Begin Records for processing

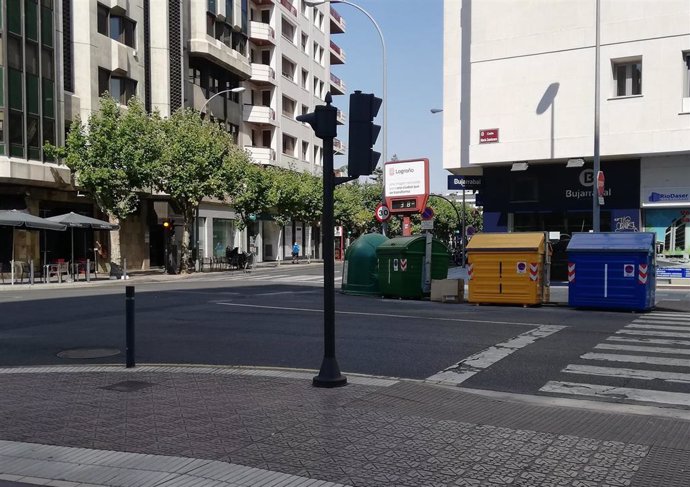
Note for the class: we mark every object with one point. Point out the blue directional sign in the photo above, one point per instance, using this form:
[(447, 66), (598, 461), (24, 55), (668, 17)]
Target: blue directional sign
[(464, 182)]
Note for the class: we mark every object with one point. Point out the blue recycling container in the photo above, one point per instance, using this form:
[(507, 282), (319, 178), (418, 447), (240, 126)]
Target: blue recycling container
[(611, 270)]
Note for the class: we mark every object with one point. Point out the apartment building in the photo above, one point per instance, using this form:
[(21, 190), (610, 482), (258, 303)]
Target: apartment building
[(252, 65), (519, 84)]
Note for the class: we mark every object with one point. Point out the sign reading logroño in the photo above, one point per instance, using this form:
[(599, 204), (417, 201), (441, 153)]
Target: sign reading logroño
[(406, 185)]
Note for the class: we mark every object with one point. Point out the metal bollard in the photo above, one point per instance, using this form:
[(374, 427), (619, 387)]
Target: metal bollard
[(129, 326)]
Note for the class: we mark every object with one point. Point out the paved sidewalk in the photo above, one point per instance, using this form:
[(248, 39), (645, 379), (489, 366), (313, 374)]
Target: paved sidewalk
[(196, 426)]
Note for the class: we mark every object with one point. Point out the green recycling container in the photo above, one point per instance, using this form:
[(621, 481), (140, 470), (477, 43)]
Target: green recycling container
[(360, 269), (401, 265)]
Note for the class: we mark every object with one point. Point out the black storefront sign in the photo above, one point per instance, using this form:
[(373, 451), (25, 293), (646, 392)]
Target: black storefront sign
[(554, 187)]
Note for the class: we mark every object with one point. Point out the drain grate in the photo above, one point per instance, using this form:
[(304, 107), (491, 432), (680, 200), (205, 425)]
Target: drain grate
[(88, 353), (129, 386)]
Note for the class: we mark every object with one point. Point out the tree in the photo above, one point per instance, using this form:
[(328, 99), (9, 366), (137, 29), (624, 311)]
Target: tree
[(197, 158), (112, 157)]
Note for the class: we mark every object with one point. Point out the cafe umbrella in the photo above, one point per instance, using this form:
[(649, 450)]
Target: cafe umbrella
[(22, 219), (75, 220)]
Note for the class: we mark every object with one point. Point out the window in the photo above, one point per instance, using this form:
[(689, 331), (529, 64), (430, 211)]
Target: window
[(120, 88), (289, 144), (288, 69), (686, 58), (628, 78), (103, 14), (288, 107), (288, 30), (117, 27)]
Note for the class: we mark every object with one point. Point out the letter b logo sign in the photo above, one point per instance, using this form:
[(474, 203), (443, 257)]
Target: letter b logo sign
[(587, 177)]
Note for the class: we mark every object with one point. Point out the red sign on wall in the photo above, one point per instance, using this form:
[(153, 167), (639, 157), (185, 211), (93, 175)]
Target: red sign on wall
[(487, 136)]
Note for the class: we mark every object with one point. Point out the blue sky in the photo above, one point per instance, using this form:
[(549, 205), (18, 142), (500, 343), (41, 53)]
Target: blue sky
[(413, 32)]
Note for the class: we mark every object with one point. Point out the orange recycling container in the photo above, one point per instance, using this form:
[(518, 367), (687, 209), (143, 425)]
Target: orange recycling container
[(509, 268)]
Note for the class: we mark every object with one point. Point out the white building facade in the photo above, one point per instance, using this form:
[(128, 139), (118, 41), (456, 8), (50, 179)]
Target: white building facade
[(519, 88), (58, 56)]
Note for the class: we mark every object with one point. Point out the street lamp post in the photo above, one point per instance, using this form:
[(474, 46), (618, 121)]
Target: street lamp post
[(238, 89), (462, 237), (316, 3)]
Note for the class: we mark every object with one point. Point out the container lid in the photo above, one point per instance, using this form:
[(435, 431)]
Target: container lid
[(506, 241), (400, 242), (612, 242)]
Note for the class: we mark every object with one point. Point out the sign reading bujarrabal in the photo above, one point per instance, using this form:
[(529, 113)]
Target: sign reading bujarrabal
[(406, 185)]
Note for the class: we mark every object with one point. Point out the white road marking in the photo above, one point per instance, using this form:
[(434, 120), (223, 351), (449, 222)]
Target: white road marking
[(642, 359), (660, 327), (609, 392), (655, 319), (636, 348), (652, 333), (463, 370), (628, 373), (655, 341), (384, 315)]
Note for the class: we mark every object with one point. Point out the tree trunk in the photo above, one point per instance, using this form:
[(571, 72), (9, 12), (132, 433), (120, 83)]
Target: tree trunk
[(188, 218)]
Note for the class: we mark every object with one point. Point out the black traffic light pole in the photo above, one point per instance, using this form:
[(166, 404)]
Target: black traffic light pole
[(324, 122)]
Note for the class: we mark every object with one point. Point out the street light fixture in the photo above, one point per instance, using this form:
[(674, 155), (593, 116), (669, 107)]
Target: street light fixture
[(316, 3)]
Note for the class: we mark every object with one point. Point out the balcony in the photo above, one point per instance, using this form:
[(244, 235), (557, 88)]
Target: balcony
[(263, 74), (337, 54), (262, 155), (337, 22), (262, 34), (338, 147), (259, 115), (337, 85), (289, 7)]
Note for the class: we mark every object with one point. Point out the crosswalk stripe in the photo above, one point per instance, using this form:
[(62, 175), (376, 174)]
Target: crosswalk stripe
[(642, 359), (637, 348), (656, 341), (670, 315), (653, 333), (664, 319), (661, 327), (626, 373), (608, 392)]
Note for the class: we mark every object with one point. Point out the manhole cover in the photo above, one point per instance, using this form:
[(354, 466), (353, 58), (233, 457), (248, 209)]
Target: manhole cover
[(128, 386), (89, 352)]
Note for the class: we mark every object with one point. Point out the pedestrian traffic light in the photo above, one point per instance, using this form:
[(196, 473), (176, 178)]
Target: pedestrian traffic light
[(324, 119), (362, 159)]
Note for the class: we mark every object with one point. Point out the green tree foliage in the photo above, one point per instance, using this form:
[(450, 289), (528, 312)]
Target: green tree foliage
[(112, 157), (198, 160)]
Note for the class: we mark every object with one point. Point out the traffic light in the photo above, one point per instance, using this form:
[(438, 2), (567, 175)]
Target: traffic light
[(324, 120), (361, 158)]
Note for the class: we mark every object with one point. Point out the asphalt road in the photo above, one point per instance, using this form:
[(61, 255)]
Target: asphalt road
[(273, 318)]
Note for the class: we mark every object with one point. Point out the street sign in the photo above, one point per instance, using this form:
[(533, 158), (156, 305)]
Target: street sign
[(406, 185), (600, 183), (465, 182), (382, 213), (487, 136)]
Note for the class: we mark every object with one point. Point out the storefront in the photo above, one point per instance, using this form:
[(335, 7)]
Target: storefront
[(551, 197), (665, 200)]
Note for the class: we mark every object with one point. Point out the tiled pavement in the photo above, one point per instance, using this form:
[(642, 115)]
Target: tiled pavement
[(198, 427)]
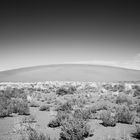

End Records for processing

* **What needs to be done**
Please state how many lines in the material above contain the string "pedestrian", with case counting. Give only the number.

* **Answer to this problem**
2